Reproduce each of the records below word for word, without adding, dropping, or changing anything.

#### PROVIDED MATERIAL ####

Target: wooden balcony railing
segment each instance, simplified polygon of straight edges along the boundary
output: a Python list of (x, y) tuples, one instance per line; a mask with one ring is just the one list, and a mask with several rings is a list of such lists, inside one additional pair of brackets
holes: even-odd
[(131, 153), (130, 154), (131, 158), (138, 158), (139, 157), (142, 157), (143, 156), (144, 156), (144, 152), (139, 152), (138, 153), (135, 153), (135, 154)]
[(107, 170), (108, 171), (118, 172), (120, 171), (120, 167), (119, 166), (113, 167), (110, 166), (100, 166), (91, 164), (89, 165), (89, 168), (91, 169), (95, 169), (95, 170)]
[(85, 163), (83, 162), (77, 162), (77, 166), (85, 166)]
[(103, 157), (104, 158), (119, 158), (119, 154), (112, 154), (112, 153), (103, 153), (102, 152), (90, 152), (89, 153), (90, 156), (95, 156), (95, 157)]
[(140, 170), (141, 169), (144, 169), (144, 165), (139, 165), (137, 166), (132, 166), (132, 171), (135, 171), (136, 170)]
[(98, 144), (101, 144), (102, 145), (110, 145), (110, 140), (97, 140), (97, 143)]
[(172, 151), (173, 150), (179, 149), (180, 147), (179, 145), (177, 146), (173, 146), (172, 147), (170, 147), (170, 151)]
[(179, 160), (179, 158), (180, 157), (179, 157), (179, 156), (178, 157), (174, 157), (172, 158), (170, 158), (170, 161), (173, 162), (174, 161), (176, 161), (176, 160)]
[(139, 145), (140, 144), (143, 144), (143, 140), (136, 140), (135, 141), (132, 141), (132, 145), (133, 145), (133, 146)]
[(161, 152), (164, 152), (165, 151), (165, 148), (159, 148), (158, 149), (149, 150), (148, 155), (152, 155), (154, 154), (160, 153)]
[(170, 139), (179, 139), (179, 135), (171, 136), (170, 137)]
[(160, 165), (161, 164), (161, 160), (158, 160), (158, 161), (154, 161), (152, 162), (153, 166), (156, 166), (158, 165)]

####

§ **FULL RESPONSE**
Target: wooden balcony railing
segment each instance, simplified polygon of straight edges along the boundary
output: a Python list of (x, y) tuples, one instance per line; a mask with one ring is just the one list, and a mask with several rings is a list of such lists, inside one additional pair of brackets
holes: even-odd
[(131, 153), (130, 154), (131, 158), (138, 158), (139, 157), (142, 157), (143, 156), (144, 156), (144, 152), (139, 152), (138, 153), (135, 153), (135, 154)]
[(107, 170), (108, 171), (118, 172), (120, 171), (120, 167), (119, 166), (113, 167), (110, 166), (100, 166), (91, 164), (89, 165), (89, 168), (91, 169), (95, 169), (95, 170)]
[(85, 163), (83, 162), (77, 162), (77, 166), (85, 166)]
[(103, 157), (104, 158), (119, 158), (119, 154), (112, 154), (112, 153), (103, 153), (102, 152), (90, 152), (89, 153), (90, 156), (95, 156), (95, 157)]
[(140, 170), (141, 169), (144, 169), (144, 165), (139, 165), (137, 166), (132, 166), (132, 171), (135, 171), (136, 170)]
[(98, 144), (101, 144), (102, 145), (110, 145), (110, 140), (97, 140), (97, 143)]
[(172, 151), (173, 150), (179, 149), (180, 147), (179, 145), (177, 146), (173, 146), (172, 147), (170, 147), (170, 151)]
[(179, 160), (179, 158), (180, 157), (179, 157), (179, 156), (178, 157), (174, 157), (172, 158), (170, 158), (170, 161), (173, 162), (174, 161), (176, 161), (176, 160)]
[(139, 145), (140, 144), (143, 144), (143, 140), (136, 140), (135, 141), (132, 141), (132, 145), (133, 145), (133, 146)]
[(161, 152), (164, 152), (165, 151), (165, 148), (159, 148), (158, 149), (149, 150), (148, 155), (152, 155), (154, 154), (160, 153)]
[(170, 139), (179, 139), (179, 135), (171, 136), (170, 137)]
[(160, 165), (161, 164), (161, 160), (158, 160), (158, 161), (154, 161), (152, 162), (153, 166), (156, 166), (158, 165)]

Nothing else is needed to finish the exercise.